• [SHORT PROBLEM]:
Please gather every line in the data below that contains the word "concrete" and copy each one unchanged. Matching is case-sensitive.

• [DATASET]:
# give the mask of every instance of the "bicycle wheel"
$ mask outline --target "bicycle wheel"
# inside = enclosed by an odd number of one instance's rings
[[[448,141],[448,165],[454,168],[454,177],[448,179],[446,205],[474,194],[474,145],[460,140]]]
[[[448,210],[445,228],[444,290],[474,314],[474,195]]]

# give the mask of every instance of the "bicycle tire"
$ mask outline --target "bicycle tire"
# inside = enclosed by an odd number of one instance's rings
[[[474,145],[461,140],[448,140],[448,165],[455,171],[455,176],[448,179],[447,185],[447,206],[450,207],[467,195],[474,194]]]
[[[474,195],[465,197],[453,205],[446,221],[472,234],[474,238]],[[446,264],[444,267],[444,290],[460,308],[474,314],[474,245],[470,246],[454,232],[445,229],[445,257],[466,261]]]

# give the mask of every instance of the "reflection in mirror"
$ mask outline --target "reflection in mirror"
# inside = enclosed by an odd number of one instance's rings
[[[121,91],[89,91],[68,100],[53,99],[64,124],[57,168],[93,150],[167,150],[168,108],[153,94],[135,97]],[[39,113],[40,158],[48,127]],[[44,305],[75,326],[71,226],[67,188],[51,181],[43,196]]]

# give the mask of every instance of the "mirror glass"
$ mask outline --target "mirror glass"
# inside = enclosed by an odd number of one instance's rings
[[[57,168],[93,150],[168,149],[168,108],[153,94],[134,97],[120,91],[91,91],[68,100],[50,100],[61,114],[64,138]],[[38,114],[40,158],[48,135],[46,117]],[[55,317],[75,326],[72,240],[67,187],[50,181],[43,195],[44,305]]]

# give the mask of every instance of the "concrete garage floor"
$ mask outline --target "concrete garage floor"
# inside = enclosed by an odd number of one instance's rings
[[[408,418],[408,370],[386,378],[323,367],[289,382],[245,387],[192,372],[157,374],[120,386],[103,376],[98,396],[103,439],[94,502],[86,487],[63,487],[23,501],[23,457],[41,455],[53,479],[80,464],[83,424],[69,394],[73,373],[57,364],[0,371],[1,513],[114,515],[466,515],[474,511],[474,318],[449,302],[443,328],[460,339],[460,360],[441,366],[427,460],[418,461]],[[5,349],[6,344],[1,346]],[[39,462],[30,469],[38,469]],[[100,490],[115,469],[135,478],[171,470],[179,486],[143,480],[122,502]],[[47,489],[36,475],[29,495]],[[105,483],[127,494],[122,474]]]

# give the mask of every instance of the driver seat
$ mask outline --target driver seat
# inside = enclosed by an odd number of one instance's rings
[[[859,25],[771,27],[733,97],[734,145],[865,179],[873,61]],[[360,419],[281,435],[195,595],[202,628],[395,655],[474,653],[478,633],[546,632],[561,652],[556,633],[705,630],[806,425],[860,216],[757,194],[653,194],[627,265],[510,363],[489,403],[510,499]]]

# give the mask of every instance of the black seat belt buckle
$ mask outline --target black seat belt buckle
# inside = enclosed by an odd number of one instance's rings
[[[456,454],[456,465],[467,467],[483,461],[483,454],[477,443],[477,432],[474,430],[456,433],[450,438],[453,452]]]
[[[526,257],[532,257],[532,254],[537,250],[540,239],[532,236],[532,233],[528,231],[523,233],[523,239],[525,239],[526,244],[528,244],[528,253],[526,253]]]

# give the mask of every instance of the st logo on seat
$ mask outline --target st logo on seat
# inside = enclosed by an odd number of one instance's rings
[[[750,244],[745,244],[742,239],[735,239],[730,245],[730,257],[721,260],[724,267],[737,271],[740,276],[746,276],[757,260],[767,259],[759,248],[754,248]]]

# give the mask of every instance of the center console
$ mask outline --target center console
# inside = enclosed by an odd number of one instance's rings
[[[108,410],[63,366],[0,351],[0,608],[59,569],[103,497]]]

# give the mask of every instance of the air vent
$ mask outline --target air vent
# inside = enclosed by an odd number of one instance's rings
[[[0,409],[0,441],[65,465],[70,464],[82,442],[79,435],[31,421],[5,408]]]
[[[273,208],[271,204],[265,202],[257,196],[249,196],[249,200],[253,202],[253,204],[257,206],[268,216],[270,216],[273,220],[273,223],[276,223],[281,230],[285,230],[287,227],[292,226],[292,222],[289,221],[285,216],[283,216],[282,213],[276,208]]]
* * *
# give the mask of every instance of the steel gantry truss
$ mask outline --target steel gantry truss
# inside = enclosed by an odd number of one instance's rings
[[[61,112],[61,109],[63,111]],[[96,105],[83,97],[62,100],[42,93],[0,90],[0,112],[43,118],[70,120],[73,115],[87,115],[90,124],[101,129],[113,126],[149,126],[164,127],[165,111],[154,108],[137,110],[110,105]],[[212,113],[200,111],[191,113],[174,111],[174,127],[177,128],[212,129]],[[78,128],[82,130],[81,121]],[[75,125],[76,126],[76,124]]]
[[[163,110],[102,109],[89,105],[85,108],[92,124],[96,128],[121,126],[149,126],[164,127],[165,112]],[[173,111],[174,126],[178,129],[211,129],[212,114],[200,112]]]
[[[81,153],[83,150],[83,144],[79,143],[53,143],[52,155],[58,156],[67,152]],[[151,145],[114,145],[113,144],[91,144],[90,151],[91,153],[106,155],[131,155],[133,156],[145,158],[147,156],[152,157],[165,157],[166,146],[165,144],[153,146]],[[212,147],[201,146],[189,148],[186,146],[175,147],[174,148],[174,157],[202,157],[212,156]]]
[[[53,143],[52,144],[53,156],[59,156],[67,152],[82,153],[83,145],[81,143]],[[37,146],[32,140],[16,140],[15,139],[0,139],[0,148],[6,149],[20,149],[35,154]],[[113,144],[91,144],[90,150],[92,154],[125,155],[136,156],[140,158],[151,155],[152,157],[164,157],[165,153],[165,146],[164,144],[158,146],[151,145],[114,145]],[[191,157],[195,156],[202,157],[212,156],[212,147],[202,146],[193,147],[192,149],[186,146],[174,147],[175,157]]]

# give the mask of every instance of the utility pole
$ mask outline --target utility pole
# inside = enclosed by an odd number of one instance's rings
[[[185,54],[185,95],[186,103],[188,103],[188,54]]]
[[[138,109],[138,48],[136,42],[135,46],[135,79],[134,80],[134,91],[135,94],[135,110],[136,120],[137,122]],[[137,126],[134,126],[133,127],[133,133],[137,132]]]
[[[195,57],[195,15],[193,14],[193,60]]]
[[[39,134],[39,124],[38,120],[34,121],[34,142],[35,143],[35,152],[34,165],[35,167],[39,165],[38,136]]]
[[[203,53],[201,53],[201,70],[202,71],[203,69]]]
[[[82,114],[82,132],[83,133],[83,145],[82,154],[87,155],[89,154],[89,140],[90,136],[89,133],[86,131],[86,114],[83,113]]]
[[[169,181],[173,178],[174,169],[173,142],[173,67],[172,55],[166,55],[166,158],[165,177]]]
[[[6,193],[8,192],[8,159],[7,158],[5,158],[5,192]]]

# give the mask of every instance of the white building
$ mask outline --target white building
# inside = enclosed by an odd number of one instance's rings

• [EXPECTED OUTPUT]:
# give the mask of every instance of the "concrete garage floor"
$ mask outline --target "concrete garage floor"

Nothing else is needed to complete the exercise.